(Natural-language object grounding data)

################

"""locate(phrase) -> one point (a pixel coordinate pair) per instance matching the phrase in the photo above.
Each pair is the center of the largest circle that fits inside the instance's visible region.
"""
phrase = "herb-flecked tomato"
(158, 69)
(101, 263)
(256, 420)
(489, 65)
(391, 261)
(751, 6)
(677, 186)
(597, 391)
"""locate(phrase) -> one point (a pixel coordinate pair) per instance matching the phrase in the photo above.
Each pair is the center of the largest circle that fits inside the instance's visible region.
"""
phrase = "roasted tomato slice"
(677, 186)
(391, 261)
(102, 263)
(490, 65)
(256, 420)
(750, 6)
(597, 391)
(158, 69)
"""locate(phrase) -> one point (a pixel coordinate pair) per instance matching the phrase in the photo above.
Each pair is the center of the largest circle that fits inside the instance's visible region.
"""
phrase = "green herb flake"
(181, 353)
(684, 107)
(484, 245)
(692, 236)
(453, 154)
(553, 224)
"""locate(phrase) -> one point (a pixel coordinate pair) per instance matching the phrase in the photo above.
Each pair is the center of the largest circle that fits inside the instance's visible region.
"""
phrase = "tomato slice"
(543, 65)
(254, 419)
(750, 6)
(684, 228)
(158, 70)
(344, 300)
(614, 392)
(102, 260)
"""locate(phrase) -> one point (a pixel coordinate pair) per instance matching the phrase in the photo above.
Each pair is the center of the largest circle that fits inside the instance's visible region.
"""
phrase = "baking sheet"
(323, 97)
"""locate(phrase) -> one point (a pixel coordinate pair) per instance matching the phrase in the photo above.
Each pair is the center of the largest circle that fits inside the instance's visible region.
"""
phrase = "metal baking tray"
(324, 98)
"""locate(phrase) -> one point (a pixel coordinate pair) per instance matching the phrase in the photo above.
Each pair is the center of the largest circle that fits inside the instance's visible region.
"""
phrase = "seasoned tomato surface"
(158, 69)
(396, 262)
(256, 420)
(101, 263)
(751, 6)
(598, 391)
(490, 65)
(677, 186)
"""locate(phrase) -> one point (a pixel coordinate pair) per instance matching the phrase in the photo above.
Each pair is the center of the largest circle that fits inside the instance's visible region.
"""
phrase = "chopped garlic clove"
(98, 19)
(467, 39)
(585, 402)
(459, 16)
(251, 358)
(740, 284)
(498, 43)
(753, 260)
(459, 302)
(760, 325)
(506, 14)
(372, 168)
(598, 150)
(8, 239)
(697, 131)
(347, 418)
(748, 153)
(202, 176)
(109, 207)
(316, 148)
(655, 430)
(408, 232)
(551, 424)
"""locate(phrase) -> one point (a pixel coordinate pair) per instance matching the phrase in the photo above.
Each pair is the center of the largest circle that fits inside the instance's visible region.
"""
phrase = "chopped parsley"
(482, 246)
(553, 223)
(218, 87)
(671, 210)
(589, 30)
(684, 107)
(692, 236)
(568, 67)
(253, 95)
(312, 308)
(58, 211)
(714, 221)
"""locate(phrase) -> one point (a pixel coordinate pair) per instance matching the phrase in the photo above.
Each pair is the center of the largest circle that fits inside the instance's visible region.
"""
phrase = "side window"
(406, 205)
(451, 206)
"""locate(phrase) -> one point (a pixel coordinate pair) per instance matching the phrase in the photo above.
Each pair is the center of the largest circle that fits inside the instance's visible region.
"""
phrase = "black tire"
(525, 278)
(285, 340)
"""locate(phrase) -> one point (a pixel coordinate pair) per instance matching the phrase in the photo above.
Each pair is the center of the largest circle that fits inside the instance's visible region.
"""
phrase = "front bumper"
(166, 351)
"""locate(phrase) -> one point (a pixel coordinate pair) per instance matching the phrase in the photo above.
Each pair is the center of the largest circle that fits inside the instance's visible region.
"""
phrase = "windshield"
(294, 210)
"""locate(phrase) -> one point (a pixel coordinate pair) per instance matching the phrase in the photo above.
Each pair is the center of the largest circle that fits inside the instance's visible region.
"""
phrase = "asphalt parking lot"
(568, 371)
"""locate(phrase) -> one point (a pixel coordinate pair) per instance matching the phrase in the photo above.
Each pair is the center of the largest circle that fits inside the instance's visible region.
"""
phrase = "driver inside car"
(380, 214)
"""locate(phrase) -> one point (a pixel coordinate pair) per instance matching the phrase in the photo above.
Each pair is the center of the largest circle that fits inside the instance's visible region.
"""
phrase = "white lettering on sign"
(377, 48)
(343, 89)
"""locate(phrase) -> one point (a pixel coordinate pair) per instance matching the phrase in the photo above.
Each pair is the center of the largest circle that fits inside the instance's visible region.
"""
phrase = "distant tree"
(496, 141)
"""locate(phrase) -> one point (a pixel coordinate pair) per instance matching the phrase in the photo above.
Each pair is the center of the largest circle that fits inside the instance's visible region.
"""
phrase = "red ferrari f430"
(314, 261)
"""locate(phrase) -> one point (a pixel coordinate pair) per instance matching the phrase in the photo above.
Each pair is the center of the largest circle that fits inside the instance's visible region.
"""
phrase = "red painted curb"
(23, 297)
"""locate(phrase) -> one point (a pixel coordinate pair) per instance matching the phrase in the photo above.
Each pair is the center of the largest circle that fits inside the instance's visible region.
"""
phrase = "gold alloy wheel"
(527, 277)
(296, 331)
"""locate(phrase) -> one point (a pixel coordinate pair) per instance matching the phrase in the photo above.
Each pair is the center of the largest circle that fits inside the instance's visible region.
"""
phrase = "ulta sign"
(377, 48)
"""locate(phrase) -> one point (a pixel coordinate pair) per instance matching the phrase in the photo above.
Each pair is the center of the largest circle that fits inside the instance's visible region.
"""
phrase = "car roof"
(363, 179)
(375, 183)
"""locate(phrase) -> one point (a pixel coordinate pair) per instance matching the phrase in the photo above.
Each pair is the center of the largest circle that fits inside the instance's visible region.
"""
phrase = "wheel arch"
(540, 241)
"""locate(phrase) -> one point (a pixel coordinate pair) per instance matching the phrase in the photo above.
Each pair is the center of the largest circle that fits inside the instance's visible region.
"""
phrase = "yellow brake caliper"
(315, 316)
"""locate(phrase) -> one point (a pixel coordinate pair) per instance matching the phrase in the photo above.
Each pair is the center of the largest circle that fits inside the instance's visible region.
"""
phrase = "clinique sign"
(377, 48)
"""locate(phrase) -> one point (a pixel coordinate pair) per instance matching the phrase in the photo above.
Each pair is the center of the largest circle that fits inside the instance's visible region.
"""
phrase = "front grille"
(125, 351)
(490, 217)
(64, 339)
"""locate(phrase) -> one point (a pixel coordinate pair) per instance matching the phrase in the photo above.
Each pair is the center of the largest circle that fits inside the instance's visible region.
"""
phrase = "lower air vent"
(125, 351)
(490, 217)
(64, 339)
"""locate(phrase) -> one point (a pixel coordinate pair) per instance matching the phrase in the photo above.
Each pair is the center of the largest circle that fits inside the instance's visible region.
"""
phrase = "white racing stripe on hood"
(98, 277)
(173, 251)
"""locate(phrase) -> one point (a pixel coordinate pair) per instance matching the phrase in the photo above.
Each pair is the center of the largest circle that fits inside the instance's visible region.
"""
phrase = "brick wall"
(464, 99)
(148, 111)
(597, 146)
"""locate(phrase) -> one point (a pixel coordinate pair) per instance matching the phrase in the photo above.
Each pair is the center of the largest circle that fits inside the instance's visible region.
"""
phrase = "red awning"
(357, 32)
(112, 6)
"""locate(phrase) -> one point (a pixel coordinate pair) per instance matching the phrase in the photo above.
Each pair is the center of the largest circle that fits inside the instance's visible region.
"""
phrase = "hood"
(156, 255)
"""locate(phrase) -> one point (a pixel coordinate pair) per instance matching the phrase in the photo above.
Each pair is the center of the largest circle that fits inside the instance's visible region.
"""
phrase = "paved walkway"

################

§ Required work:
What is needed is an exact transcription of every entry.

§ Exercise solution:
"""locate(phrase) -> one point (a pixel coordinate pair) per instance matching the phrase in the photo above.
Each pair is the center of the largest circle that fits inside the instance's visible region.
"""
phrase = "herb-flecked tomato"
(158, 69)
(101, 263)
(256, 420)
(489, 65)
(391, 261)
(751, 6)
(677, 186)
(597, 391)
"""locate(phrase) -> one point (a pixel coordinate pair) per instance matching the phrase in the photo above.
Each pair is the center of the largest circle that fits inside the instance's visible region.
"""
phrase = "roasted tomato slice"
(677, 186)
(391, 261)
(102, 263)
(490, 65)
(256, 420)
(750, 6)
(597, 391)
(158, 69)
"""locate(phrase) -> one point (a pixel coordinate pair) per instance matching the phrase in the photo above.
Each pair is the center of the largest circle that fits inside the instance's visible region.
"""
phrase = "green herb flake"
(181, 353)
(684, 107)
(484, 245)
(692, 236)
(453, 154)
(553, 224)
"""locate(phrase) -> one point (a pixel coordinate pair) per instance matching the phrase in the photo above.
Each pair is the center of the largest circle that fits inside the instance's visible region.
"""
phrase = "tomato slice"
(543, 65)
(254, 419)
(750, 6)
(684, 228)
(158, 70)
(344, 300)
(614, 392)
(102, 260)
"""locate(phrase) -> one point (a pixel coordinate pair) per instance matching the phrase in the photo above.
Each pair is the center of the largest circle that fits inside the instance's visible region.
"""
phrase = "baking sheet"
(323, 97)
"""locate(phrase) -> one point (a pixel coordinate pair) per instance matching the phrase in the photo above.
Each pair is the center of the largest circle that fits inside the instance's visible region.
"""
phrase = "metal baking tray"
(324, 98)
"""locate(phrase) -> one point (a pixel coordinate pair) per instance matching the phrase in the photo above.
Each pair is the center of the largest circle that fits inside the instance's visible region.
"""
phrase = "seasoned tomato surface"
(158, 69)
(396, 262)
(256, 420)
(101, 263)
(751, 6)
(598, 391)
(490, 65)
(677, 186)
"""locate(phrase) -> one point (a pixel coordinate pair) per instance matching the phrase in the photo above.
Each pair is the center of the largest circle that fits inside the instance's visible region.
"""
phrase = "chopped garlic clove"
(98, 19)
(467, 39)
(585, 402)
(459, 16)
(251, 358)
(740, 284)
(498, 43)
(753, 260)
(459, 302)
(760, 325)
(506, 14)
(372, 168)
(598, 150)
(8, 239)
(697, 131)
(347, 418)
(748, 153)
(202, 176)
(109, 207)
(316, 148)
(655, 430)
(408, 232)
(551, 424)
"""locate(phrase) -> one point (a pixel coordinate pair) per instance matching the phrase in the photo above.
Each pair is the center of the largest circle that fits inside the instance's visible region.
"""
phrase = "chopped parsley"
(482, 246)
(553, 223)
(218, 87)
(671, 210)
(589, 30)
(684, 107)
(692, 236)
(568, 67)
(253, 95)
(312, 308)
(58, 211)
(714, 221)
"""locate(phrase) -> one point (a pixel coordinate pair) per instance matching the phrase in the photo above.
Each pair is the center of the largest circle that fits inside the instance's visible region.
"""
phrase = "side window"
(406, 205)
(451, 206)
"""locate(phrase) -> one point (a pixel coordinate pair) per instance matching the phrase in the photo above.
Each pair is the center of the largest circle that fits inside the instance's visible region.
"""
phrase = "black tire"
(525, 278)
(285, 340)
"""locate(phrase) -> one point (a pixel coordinate pair) per instance matching the phrase in the photo above.
Each pair is the center of the largest circle that fits inside the instance's visible region.
"""
phrase = "front bumper"
(166, 351)
"""locate(phrase) -> one point (a pixel coordinate pair) per instance matching the phrase in the photo above.
Each pair is the center of the largest circle that fits inside the instance's visible region.
"""
phrase = "windshield"
(294, 210)
"""locate(phrase) -> one point (a pixel coordinate pair) per instance matching the phrase in the photo above.
Each pair is the center of the largest circle that fits inside the instance's visible region.
"""
phrase = "asphalt parking lot"
(568, 371)
"""locate(phrase) -> one point (a pixel coordinate pair) per instance matching the phrase in the photo above.
Each pair is the center of the largest circle that fits inside the instance's visible region.
"""
phrase = "driver inside car"
(380, 214)
"""locate(phrase) -> one point (a pixel coordinate pair) per instance matching the phrase in the photo above.
Each pair is the center of the largest circle that fits inside the instance's visible region.
"""
phrase = "white lettering on sign"
(377, 48)
(343, 89)
"""locate(phrase) -> one point (a pixel coordinate pair) per instance matching the phrase in the photo above.
Each pair is the center of the largest circle that fits inside the instance's visible region.
"""
phrase = "distant tree"
(496, 141)
"""locate(phrase) -> one point (a pixel coordinate pair) per instance matching the phrase in the photo above.
Each pair is the center of the largest circle that fits inside the instance's visible region.
"""
phrase = "red ferrari f430"
(314, 261)
"""locate(phrase) -> one point (a pixel coordinate pair) per instance matching the phrase in the photo above.
Each pair is the center of the largest circle that fits inside the instance's visible region.
"""
phrase = "red painted curb"
(23, 297)
"""locate(phrase) -> one point (a pixel coordinate pair) per instance matching the phrase in the photo above.
Each pair is the center of the largest circle that fits inside the instance's visible region.
"""
phrase = "gold alloy wheel"
(527, 277)
(296, 331)
"""locate(phrase) -> one point (a pixel coordinate pair) per instance matching the phrase in the photo above.
Each pair is the center of the largest circle that fits inside the instance's visible region.
"""
phrase = "ulta sign"
(377, 48)
"""locate(phrase) -> one point (a pixel coordinate pair) per instance matching the phrase in the photo above.
Each pair is the center of the largest circle that fits inside the instance's visible region.
"""
phrase = "car roof"
(363, 179)
(375, 183)
"""locate(phrase) -> one point (a pixel coordinate pair) per instance matching the phrase in the photo above.
Each pair is the center of the largest circle that fits inside the instance's visible region.
"""
phrase = "wheel arch"
(540, 241)
"""locate(phrase) -> one point (a pixel coordinate pair) per instance matching the phrase in the photo above.
Each pair is the center of the largest circle that fits inside the instance's visible region.
"""
phrase = "yellow brake caliper"
(315, 316)
"""locate(phrase) -> one point (a pixel coordinate pair) per instance matching the phrase in the photo above.
Each pair is the center of the largest circle that fits inside the instance's visible region.
"""
phrase = "clinique sign"
(377, 48)
"""locate(phrase) -> one point (a pixel coordinate pair) per instance matching the phrase in the photo above.
Each pair is the center of the largest circle that fits inside the instance's visible region.
"""
phrase = "front grille"
(125, 351)
(490, 217)
(64, 339)
"""locate(phrase) -> one point (a pixel coordinate pair) per instance matching the phrase in the photo above.
Each pair is the center of the largest circle that fits inside the instance's visible region.
"""
phrase = "lower air vent"
(125, 351)
(490, 217)
(64, 339)
"""locate(phrase) -> one point (a pixel coordinate pair) per instance matching the phrase in the photo above.
Each pair is the center of the largest circle that fits inside the instance's visible region.
"""
phrase = "white racing stripe on hood"
(98, 277)
(173, 251)
"""locate(phrase) -> one point (a pixel coordinate pair) per instance matching the phrase in the photo above.
Each pair is the center of the largest circle that fits inside the instance's visible region.
"""
phrase = "brick wall"
(464, 99)
(148, 111)
(597, 146)
"""locate(phrase) -> one point (a pixel coordinate pair) per instance matching the phrase in the photo above.
Each pair is the center of the largest circle that fits inside the instance's visible region.
"""
phrase = "red awning"
(357, 32)
(112, 6)
"""locate(phrase) -> one point (a pixel coordinate pair) per instance matching the phrase in the photo above.
Each pair is the center of the largest circle that fits inside the instance's visible region.
"""
phrase = "hood"
(156, 255)
"""locate(phrase) -> one point (a pixel coordinate pair) per instance matching the phrase in the photo above.
Each pair is the center of the largest circle that fits inside the instance's visible region.
"""
phrase = "paved walkway"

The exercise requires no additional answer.